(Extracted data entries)
+===+
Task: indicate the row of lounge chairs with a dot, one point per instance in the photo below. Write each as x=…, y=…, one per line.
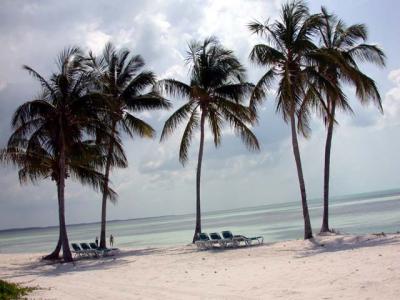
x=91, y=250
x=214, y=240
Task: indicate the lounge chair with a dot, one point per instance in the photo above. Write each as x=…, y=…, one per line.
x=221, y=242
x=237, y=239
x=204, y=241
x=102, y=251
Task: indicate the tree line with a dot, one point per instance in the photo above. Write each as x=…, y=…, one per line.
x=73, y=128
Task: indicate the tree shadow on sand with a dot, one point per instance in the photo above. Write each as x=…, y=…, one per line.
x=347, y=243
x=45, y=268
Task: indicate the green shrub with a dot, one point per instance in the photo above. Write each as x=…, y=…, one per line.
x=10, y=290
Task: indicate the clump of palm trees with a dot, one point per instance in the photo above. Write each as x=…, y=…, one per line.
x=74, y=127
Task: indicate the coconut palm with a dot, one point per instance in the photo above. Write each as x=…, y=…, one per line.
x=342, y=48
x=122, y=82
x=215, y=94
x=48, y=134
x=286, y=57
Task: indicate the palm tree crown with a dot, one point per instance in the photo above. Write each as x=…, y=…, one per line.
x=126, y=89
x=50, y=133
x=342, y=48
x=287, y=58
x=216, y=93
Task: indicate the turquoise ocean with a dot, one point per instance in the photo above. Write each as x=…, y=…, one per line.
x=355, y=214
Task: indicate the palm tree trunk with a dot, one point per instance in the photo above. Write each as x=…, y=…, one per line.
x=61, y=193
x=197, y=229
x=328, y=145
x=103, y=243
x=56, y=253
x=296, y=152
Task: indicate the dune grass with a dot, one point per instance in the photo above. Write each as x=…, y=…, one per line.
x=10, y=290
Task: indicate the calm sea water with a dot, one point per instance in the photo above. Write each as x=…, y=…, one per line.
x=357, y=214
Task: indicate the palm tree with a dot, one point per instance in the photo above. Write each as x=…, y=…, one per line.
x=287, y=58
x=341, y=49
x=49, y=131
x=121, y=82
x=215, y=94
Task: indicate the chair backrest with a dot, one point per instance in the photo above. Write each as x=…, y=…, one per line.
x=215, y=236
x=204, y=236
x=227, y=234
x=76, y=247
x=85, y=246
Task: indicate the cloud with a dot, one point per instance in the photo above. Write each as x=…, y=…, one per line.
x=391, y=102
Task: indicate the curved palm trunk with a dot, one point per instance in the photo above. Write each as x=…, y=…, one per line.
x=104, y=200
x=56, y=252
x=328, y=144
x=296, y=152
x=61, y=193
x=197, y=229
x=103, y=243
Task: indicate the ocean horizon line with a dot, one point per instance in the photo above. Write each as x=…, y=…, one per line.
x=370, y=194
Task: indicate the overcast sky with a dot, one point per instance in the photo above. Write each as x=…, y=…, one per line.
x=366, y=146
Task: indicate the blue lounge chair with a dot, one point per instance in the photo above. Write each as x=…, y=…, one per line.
+===+
WORK TO BE COMPLETED ▸ The expected result is the data above in exact form, free of pictures.

ANSWER BOX ▸
Task: indicate the row of lounge chairs with a dot, one point per instance in the photo below. Write each as x=…, y=…, one per line.
x=91, y=250
x=214, y=240
Task: indicate the lounge chair with a dot, one point per instance in the photo above. Write each as x=…, y=…, one per line.
x=221, y=242
x=237, y=239
x=204, y=241
x=102, y=251
Task: indicate the tree line with a dot, one point per instance in the photo above. Write each as x=…, y=…, one per line.
x=73, y=128
Task: indicate the tree shadow on sand with a dot, one point per instance in the photo above. Write each as x=…, y=…, one per line.
x=347, y=243
x=45, y=268
Task: indicate the green shrub with a dot, one point per instance in the photo above. Write each as x=…, y=…, one per line.
x=10, y=290
Task: indicate the clump of palm trees with a dot, one point per instance in the photo above. Write each as x=…, y=…, one per line.
x=74, y=127
Task: indicate the coconut palm with a dot, one point per instance in the photo above. Write each as x=…, y=…, one per line.
x=342, y=48
x=122, y=82
x=215, y=94
x=48, y=134
x=286, y=57
Task: indicate the palm tree crown with a dot, one point per instance in the photo above. Write each as x=…, y=…, one per line.
x=126, y=89
x=50, y=133
x=342, y=48
x=287, y=58
x=216, y=93
Task: indicate the turquoise ocean with a dot, one point per instance in the photo above. Write each as x=…, y=…, one per line.
x=355, y=214
Task: indicate the palm tree trunk with a dot, one point per instance in the photo above. Write each as x=…, y=…, one per line.
x=61, y=193
x=197, y=229
x=328, y=145
x=103, y=243
x=56, y=253
x=296, y=152
Task: indicate the dune grass with a dot, one point per instance in the photo above. Write each as x=…, y=…, one per line.
x=10, y=290
Task: indicate the calm sea water with a dot, one point per instance in the photo above. Write each as x=…, y=…, one per line.
x=357, y=214
Task: indicate the palm tree with a dot, one point per instance in the photo above. Write each as x=…, y=…, one per line.
x=287, y=58
x=341, y=49
x=49, y=131
x=121, y=82
x=215, y=94
Task: indicate the chair backrest with a dot, one point per instance in the photo above. Write each as x=…, y=…, one per line.
x=215, y=236
x=204, y=236
x=227, y=234
x=76, y=247
x=85, y=246
Task: indicate the cloud with a dot, one point per instance in the photo above. Write each as x=…, y=…, one per line.
x=391, y=102
Task: indicate the curved palm trunk with a dot, one point per instance in the photo above. Write each as x=…, y=…, one per line.
x=104, y=200
x=56, y=252
x=328, y=144
x=296, y=152
x=61, y=193
x=197, y=229
x=103, y=243
Task: indicate the ocean horizon line with a dot, one point per instance in the photo above. Write each as x=…, y=…, one per line.
x=370, y=194
Task: indicate the overcast sky with a dot, one point per instance in the photo above. Write each as x=…, y=…, one per line.
x=366, y=146
Task: indicate the blue lounge chair with a dot, one point per instance in the photo above. Write each as x=…, y=…, one per line.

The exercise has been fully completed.